====== RECORDS FOR PROCESSING ======

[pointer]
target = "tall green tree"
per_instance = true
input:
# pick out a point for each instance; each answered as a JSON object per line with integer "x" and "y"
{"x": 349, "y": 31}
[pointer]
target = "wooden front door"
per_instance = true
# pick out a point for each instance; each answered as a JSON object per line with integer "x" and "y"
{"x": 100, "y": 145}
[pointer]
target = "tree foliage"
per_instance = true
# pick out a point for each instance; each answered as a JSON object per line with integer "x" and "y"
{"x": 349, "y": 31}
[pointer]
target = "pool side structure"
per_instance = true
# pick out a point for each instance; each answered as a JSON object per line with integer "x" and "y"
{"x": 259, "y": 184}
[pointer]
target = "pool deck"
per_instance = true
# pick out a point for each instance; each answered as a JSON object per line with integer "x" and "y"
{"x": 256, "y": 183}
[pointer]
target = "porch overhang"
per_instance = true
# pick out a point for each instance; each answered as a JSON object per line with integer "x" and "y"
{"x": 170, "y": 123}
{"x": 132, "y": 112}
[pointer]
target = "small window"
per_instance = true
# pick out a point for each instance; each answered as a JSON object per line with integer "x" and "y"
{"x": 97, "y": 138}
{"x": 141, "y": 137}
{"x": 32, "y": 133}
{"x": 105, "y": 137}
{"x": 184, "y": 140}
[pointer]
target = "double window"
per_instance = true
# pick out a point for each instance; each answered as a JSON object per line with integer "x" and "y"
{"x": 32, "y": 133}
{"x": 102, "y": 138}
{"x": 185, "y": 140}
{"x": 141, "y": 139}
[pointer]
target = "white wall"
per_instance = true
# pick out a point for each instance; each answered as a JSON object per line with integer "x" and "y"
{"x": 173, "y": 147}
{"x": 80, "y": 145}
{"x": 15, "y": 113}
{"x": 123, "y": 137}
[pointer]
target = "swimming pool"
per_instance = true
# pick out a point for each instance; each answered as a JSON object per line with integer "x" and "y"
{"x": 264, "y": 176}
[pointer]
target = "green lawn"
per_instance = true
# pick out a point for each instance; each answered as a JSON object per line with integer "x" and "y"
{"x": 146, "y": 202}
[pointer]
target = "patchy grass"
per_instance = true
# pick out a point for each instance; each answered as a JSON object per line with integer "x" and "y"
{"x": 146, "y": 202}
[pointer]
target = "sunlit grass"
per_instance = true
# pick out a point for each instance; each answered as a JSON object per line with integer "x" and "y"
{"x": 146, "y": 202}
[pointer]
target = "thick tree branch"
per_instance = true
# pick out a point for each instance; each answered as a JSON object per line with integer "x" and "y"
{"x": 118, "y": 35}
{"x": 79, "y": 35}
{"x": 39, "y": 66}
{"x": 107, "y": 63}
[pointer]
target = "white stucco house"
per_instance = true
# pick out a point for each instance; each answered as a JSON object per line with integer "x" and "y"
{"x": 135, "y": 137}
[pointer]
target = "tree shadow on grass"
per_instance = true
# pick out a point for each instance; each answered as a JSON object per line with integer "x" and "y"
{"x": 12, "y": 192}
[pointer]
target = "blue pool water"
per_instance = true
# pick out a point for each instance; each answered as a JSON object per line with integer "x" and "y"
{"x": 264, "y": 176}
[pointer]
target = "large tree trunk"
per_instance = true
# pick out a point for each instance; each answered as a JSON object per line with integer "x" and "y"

======

Report every line in the entries above that contains the word "window", copying each such line in full.

#### OUTPUT FOR THIS TASK
target = "small window"
target = "double window"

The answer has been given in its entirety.